**Text block**
Have you ever visited Wikipedia and simply just gotten lost in the sheer vastness of knowledge that is available there? If only something existed to allow you to easily create complex queries that would provide you with exactly what you needed using syntax that were familiar with (such as LINQ)? Well then this may be just the post for you!
Introducing LINQ-to-Wiki
LINQ-to-Wiki is a library designed by Petr Onderka to query any sites running MediaWiki (which includes Wikipedia) through any available .NET language. It provides extensive functionality to allow complex queries to be performed and is not limited to just reading wiki pages, but it can also perform edits, content additions and more. You can request a variety of different items that would otherwise normally require a significant amount of scrolling, clicking and result in the eventual “how did I get here” several hours later. All of this after losing focus on your original goal because of sheer magnitude and borderline addiction to knowledge the site can evoke.
A few of the many things related to Wikipedia content that can be accessed through queries in LINQ-to-Wiki are :
- Listing all of the articles within a category
- Listing all of the links contained within a page
- Grabbing images and related articles
- Full query and search support
LINQ-to-Wiki uses traditional LINQ queries that any .NET developer would be accustomed to and then the library translates these into API Requests through MediaWiki for whatever big plans that you are trying to conquer the world with.

**Work instructions**
#1 Who designed LINQ-to-Wiki, according to the post about that library?
#2 Write the next part of the LINQ-to-Wiki post, picking up after its final sentence.

**Given data**
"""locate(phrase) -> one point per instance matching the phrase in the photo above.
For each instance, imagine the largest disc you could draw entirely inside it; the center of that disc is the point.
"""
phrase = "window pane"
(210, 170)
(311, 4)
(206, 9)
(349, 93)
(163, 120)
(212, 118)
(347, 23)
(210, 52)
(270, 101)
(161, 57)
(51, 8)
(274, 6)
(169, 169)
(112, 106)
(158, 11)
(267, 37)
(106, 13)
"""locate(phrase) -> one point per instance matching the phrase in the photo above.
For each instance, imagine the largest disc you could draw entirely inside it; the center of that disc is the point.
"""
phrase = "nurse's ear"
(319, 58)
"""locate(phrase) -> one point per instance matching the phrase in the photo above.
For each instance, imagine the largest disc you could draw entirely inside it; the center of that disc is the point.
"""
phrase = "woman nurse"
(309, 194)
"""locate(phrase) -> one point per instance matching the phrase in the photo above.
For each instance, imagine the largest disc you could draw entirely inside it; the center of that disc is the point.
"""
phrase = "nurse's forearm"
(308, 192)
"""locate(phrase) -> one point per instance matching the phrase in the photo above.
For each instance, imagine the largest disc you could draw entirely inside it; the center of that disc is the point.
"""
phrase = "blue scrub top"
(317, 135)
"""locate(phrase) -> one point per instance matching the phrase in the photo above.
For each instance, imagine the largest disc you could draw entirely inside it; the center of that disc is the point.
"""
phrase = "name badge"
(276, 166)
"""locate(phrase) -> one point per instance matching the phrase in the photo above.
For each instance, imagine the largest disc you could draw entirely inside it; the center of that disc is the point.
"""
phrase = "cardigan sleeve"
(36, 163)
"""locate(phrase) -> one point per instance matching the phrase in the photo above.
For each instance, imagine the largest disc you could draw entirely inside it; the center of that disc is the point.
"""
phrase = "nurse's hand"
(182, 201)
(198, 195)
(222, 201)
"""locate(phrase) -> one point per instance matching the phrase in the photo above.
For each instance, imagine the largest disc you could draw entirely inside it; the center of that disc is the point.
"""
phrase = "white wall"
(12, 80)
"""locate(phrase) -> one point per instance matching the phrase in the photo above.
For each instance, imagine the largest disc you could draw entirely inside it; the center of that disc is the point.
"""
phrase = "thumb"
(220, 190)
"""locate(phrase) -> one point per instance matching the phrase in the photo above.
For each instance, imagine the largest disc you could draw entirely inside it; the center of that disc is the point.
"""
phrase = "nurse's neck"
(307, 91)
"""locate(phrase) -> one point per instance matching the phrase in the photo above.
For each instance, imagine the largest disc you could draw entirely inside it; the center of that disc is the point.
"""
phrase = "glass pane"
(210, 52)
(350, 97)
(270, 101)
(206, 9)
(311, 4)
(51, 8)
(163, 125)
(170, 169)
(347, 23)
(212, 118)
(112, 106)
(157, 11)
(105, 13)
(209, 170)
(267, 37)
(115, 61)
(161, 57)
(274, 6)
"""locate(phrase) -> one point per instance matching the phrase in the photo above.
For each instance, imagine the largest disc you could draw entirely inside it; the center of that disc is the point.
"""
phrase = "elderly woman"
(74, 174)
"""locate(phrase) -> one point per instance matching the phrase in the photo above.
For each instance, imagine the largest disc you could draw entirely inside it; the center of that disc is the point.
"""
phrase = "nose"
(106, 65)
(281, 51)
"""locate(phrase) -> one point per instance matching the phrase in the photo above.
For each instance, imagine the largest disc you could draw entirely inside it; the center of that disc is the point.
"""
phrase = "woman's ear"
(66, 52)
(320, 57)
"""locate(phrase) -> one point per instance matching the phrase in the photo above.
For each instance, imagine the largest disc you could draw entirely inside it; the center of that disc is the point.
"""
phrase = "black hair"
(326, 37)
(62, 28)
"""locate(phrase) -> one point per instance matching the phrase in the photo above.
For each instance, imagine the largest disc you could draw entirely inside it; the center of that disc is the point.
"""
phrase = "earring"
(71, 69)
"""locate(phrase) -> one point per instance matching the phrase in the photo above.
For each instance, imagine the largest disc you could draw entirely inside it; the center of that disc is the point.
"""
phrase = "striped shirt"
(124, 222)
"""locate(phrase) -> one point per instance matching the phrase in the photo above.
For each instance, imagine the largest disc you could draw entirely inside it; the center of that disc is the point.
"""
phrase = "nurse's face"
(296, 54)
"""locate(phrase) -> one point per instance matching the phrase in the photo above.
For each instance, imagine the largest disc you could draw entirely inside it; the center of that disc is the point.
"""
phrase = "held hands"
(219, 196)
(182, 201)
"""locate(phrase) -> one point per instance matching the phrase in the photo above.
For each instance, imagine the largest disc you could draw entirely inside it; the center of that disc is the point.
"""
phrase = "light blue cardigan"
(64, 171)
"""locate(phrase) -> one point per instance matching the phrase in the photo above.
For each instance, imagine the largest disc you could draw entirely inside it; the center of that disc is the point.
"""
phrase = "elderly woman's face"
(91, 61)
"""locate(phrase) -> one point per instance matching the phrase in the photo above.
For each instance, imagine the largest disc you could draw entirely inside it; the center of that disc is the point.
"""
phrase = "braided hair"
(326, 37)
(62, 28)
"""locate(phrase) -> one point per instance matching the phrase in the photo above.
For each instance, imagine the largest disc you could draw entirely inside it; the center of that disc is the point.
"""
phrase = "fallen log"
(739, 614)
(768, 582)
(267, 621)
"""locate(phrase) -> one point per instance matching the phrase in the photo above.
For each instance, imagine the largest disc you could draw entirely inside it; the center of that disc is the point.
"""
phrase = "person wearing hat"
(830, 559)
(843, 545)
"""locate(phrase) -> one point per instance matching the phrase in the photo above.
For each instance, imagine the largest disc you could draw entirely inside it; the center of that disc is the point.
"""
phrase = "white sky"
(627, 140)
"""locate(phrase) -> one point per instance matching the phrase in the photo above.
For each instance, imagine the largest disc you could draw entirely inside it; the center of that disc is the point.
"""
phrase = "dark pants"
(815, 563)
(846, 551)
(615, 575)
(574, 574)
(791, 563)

**Exercise answers**
#1 Petr Onderka

#2
Getting Started
LINQ-to-Wiki can be accessed in the following two methods :
Once you have added the appropriate references to the LINQ-to-Wiki files to your project, then you are ready to get started!
Your First Query
Querying is really where LINQ-to-Wiki shines (as you could imagine with the cosmos of data within Wikipedia)! The actual querying process is very straight-forward and really doesn’t differ much from using a traditional DataContext that you would be accustomed to working with in any other flavor of LINQ-to-X (SQL, Entities etc.).
You’ll first need to initialize a Wiki class that will act as your DataContext and the source of all of your queries. You can initialize it using actual Login information (if you plan on editing and performing more advanced actions) but in this demonstration we will just be focusing on querying, so feel free to make up your own credentials :
var wikipedia = new Wiki("Example");
Once you have created your necessary Wiki object, then you will basically be ready to start querying. However, Wikipedia is a huge, complex data-filled cosmos and before we start adventuring around in our LINQ-powered spaceship, let’s take a look at a map to see where we can go.
Exploring the Cosmos of Wikipedia
Before we delve to deep into some serious querying, let’s review over some of the properties and collections that we can use from our Wiki object. Since this post is primarily concerned with querying, we will be looking at the Query property of our Wiki object.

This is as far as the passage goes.